- [Records for this task]
==*==
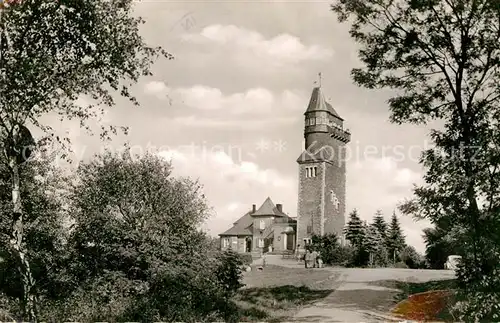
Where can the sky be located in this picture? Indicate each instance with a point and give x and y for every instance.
(228, 110)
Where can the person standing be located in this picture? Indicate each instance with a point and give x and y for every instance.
(307, 258)
(314, 256)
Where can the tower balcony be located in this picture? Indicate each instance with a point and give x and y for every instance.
(340, 134)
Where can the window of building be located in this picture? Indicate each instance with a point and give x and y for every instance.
(311, 171)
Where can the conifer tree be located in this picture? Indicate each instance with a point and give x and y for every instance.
(354, 230)
(395, 238)
(380, 224)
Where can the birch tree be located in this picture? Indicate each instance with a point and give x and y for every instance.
(52, 52)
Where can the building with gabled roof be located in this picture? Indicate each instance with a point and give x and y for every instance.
(267, 228)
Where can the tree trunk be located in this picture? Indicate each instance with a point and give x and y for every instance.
(29, 297)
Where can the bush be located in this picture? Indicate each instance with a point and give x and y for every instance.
(246, 259)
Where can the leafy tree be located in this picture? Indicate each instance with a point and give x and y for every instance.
(411, 257)
(395, 238)
(380, 224)
(52, 52)
(355, 231)
(136, 249)
(442, 58)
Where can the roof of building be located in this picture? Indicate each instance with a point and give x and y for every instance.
(318, 103)
(244, 225)
(268, 208)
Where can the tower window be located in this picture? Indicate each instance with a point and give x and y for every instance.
(311, 171)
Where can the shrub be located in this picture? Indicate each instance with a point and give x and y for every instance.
(228, 272)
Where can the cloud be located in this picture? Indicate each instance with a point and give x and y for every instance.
(230, 124)
(374, 183)
(251, 45)
(252, 101)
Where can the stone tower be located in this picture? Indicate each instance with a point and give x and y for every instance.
(322, 171)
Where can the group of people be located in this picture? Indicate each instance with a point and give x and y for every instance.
(312, 259)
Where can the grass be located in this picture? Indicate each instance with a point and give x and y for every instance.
(276, 293)
(433, 302)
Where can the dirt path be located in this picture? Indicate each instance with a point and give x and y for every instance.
(357, 299)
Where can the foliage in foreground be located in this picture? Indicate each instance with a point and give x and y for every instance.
(133, 252)
(441, 58)
(53, 53)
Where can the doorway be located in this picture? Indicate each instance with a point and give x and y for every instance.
(248, 245)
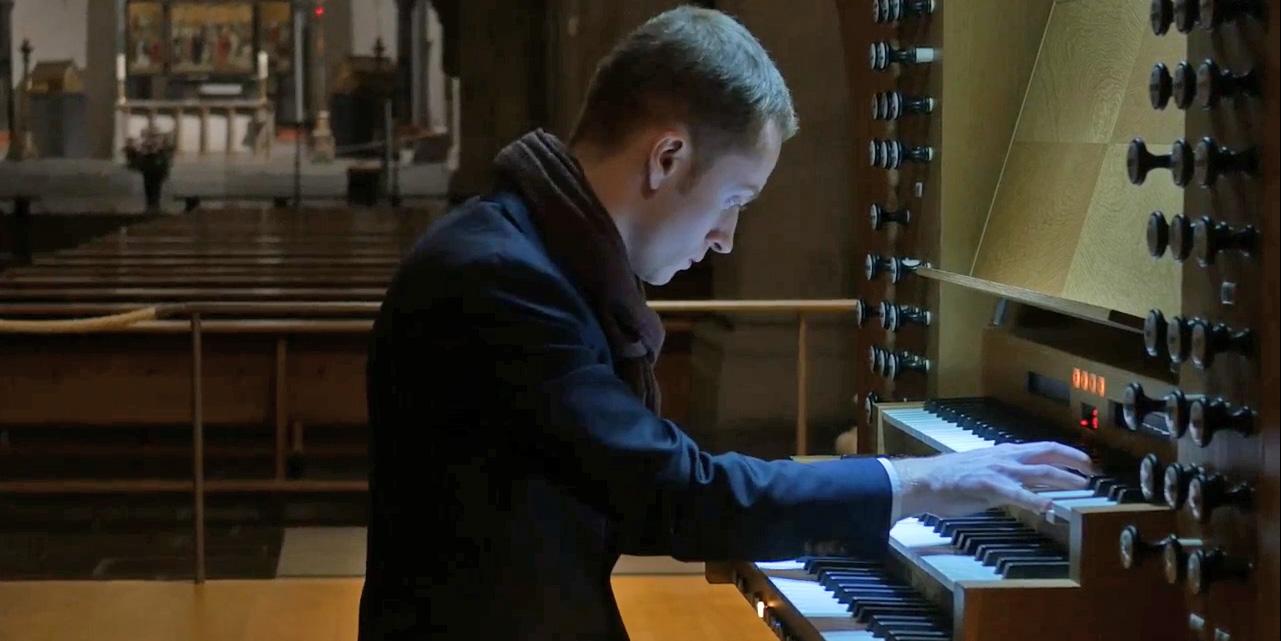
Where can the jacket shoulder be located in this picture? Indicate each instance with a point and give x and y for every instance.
(477, 245)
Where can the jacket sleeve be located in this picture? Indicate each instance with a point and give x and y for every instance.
(523, 331)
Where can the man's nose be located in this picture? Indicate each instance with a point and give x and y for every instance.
(723, 236)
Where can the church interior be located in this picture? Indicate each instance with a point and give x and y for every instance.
(1044, 219)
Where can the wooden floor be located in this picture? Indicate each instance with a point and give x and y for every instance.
(671, 608)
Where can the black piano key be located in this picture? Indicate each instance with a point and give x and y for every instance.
(861, 612)
(1035, 568)
(993, 555)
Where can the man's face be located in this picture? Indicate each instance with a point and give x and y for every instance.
(688, 216)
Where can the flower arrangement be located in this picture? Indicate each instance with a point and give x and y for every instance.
(151, 154)
(150, 151)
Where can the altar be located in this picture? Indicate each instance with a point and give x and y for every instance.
(213, 73)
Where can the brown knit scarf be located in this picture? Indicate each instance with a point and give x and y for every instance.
(583, 240)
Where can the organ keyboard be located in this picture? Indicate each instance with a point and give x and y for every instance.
(1028, 295)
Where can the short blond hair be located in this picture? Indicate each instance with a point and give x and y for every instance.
(697, 66)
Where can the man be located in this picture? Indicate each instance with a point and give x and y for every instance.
(516, 442)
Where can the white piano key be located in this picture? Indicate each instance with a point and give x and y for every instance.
(810, 599)
(957, 567)
(1092, 501)
(1056, 495)
(913, 533)
(849, 635)
(780, 566)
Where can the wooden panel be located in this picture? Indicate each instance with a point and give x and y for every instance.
(1136, 117)
(1268, 318)
(1111, 267)
(1038, 214)
(989, 50)
(867, 186)
(652, 608)
(979, 110)
(1083, 71)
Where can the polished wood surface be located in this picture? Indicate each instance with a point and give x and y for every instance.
(669, 608)
(989, 51)
(1063, 219)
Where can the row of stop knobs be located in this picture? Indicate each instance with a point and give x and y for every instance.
(1204, 237)
(1206, 85)
(1181, 339)
(894, 154)
(1184, 559)
(1197, 416)
(1195, 339)
(893, 364)
(1202, 492)
(1193, 487)
(1206, 162)
(1189, 14)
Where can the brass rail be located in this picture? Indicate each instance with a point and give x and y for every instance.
(351, 317)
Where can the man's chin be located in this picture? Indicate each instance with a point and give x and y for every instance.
(660, 278)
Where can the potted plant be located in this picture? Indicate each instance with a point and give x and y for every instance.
(150, 154)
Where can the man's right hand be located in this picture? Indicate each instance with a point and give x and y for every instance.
(952, 485)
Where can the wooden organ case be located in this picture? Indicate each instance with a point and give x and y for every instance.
(1072, 235)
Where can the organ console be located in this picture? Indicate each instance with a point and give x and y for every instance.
(894, 316)
(1181, 86)
(1208, 340)
(1206, 567)
(1215, 83)
(864, 312)
(1213, 13)
(1208, 492)
(896, 267)
(1209, 237)
(880, 55)
(890, 154)
(1175, 235)
(1186, 14)
(1154, 328)
(1179, 160)
(1162, 16)
(1209, 416)
(1028, 299)
(1213, 160)
(1176, 478)
(892, 105)
(1174, 557)
(1152, 476)
(1179, 332)
(879, 217)
(885, 12)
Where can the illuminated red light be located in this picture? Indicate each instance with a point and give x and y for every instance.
(1089, 382)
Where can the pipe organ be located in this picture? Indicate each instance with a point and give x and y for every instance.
(1074, 237)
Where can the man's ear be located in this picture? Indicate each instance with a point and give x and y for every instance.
(669, 157)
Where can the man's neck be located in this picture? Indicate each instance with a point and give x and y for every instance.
(602, 177)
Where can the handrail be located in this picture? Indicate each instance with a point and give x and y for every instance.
(105, 317)
(197, 316)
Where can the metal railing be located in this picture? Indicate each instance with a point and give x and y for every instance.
(197, 319)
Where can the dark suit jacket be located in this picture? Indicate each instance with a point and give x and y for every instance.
(511, 466)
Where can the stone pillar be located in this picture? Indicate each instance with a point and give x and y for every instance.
(22, 146)
(322, 136)
(7, 63)
(796, 244)
(502, 83)
(405, 62)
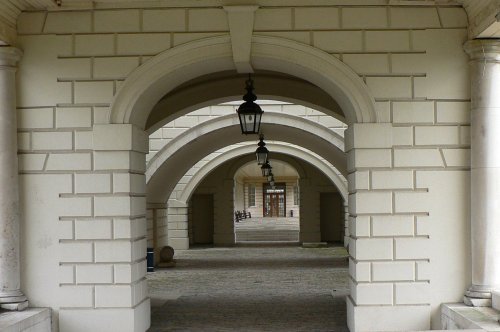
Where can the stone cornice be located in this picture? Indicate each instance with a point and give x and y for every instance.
(481, 14)
(9, 56)
(483, 49)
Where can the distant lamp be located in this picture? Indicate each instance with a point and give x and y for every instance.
(266, 169)
(249, 112)
(261, 151)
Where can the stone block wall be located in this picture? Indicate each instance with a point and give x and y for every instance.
(82, 185)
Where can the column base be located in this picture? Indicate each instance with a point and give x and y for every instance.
(475, 298)
(18, 306)
(15, 301)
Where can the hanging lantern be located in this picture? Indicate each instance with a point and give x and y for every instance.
(266, 169)
(270, 177)
(261, 151)
(249, 112)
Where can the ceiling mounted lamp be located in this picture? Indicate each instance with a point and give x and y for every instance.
(266, 169)
(261, 152)
(270, 177)
(249, 112)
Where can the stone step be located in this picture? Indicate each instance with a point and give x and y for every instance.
(271, 235)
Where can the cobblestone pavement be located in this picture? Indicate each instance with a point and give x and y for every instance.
(271, 288)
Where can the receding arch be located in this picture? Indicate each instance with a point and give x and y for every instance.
(181, 153)
(168, 70)
(278, 147)
(228, 86)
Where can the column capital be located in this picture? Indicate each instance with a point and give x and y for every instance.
(9, 56)
(483, 49)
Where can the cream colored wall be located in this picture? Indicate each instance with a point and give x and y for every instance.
(82, 193)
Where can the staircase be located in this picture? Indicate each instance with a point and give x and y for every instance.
(267, 230)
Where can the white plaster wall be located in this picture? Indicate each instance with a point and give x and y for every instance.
(411, 59)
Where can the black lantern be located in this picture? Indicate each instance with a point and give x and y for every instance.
(249, 112)
(266, 169)
(261, 151)
(270, 176)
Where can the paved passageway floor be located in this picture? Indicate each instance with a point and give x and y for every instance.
(267, 229)
(251, 289)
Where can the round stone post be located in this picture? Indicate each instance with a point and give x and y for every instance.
(10, 294)
(485, 170)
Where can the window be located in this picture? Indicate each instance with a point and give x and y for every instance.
(251, 195)
(295, 195)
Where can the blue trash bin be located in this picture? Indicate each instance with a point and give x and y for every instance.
(150, 259)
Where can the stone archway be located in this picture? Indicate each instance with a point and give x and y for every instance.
(149, 83)
(183, 151)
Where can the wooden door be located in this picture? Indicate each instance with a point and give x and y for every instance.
(274, 201)
(203, 218)
(331, 217)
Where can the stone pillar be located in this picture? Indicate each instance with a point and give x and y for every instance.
(347, 235)
(10, 294)
(485, 170)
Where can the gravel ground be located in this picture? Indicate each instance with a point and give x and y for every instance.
(251, 289)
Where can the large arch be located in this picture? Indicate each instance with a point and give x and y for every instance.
(142, 90)
(228, 86)
(180, 154)
(278, 147)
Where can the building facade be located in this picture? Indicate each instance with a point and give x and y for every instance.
(86, 87)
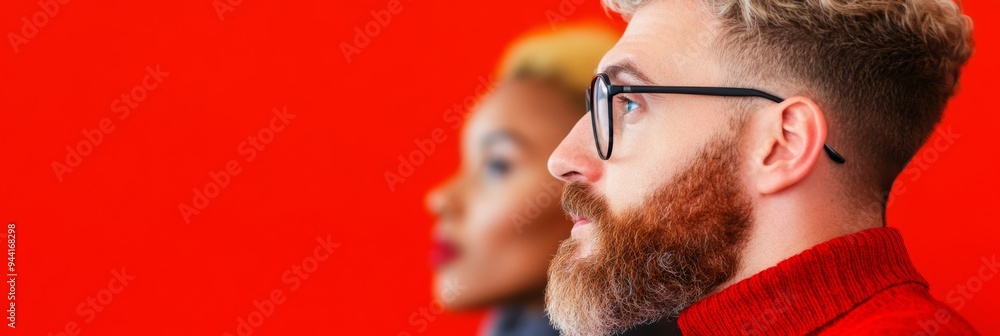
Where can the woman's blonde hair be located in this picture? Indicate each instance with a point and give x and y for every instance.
(567, 56)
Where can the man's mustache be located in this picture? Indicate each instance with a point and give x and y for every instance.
(580, 199)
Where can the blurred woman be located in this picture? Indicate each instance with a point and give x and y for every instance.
(499, 219)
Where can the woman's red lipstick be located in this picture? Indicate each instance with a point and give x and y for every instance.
(442, 253)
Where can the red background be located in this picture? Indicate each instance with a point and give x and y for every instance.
(323, 174)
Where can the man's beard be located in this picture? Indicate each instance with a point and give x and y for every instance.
(654, 260)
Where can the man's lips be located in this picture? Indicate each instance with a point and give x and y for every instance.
(442, 253)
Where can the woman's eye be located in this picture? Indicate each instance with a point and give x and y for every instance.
(497, 168)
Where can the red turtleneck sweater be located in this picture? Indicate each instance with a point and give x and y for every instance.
(859, 284)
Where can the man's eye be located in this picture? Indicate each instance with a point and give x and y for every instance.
(497, 168)
(629, 105)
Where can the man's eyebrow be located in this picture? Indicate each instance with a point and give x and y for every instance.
(627, 68)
==*==
- [Task to complete]
Verbatim reproduction is required for the line holding "Where can the man's eye be" and for every line after it in the records, with no other line included.

- [Written solution]
Where can the man's eye be located in this picture? Indicate each instance with a point and give x and y for every instance.
(497, 168)
(629, 105)
Where can the man's eyebrow be located in this picture? Indicate each instance with a point and give x and y for every instance.
(627, 68)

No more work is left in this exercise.